→ **Location labeling records**
+-------+

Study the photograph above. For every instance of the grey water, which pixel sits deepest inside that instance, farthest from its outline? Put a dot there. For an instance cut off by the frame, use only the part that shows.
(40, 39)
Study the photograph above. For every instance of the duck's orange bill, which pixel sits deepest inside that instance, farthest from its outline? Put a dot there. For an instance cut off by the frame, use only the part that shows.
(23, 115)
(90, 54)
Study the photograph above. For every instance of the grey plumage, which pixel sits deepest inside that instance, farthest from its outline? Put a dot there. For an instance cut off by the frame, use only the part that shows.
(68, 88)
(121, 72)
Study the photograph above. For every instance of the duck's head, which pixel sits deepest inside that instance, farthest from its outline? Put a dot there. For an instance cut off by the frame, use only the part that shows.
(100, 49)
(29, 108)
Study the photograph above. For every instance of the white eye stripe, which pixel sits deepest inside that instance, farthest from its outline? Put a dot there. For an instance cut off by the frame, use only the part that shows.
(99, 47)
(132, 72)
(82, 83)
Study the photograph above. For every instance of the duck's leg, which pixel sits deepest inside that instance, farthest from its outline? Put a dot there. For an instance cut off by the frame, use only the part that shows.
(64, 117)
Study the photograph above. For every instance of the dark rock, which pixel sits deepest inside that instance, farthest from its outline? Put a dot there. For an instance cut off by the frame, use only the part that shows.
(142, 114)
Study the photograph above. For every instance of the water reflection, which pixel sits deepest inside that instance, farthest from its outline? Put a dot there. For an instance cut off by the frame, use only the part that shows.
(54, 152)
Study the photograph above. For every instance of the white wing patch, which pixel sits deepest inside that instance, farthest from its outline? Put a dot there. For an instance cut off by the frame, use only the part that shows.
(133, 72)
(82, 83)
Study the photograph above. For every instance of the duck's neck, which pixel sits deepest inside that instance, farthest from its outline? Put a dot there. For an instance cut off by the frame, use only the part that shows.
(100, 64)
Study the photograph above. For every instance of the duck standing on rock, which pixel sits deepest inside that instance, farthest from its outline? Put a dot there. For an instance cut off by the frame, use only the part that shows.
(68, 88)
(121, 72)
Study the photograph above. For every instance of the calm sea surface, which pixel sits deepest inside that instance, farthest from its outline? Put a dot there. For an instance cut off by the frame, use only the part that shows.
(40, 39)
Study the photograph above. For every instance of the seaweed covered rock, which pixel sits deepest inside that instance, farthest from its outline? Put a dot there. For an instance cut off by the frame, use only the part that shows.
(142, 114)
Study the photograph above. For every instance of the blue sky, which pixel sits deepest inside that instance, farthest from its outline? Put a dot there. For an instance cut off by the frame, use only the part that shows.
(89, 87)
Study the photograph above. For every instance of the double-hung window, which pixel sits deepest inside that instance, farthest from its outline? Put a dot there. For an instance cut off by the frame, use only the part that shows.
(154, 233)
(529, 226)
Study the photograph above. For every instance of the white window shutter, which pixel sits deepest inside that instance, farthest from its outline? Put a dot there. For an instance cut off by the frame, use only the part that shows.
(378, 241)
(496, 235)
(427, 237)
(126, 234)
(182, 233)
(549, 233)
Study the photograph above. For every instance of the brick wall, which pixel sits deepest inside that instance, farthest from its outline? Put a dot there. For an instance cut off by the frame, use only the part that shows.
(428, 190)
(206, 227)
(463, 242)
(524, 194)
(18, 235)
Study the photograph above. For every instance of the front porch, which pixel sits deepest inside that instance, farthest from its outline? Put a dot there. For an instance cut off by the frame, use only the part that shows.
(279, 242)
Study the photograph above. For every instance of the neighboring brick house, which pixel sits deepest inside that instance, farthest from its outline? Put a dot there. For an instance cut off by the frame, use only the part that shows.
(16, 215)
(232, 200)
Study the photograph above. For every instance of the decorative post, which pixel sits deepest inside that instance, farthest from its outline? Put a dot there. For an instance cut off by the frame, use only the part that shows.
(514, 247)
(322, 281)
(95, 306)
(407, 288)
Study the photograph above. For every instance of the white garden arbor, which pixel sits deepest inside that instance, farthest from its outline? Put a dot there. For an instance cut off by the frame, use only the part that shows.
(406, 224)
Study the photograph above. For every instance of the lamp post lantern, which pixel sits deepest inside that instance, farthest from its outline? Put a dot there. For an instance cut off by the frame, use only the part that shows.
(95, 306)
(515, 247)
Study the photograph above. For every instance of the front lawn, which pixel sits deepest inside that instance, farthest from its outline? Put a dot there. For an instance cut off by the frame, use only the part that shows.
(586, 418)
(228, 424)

+-------+

→ **Request**
Format the records as a two-column CSV with the columns request and answer, one row per request, starting at the line containing "front lawn, which" and running through the end of the records. Put each request's text and its answer in a single quoted field, with line breaks turned into spaces.

→ **Problem solution**
request,answer
"Study the photograph above. For every instance of the front lawn, which pixel sits deepest inside that instance, farthest from its outline? Put a dot there. For an instance cut off by the frame, use only the part that shows.","(586, 418) (228, 424)"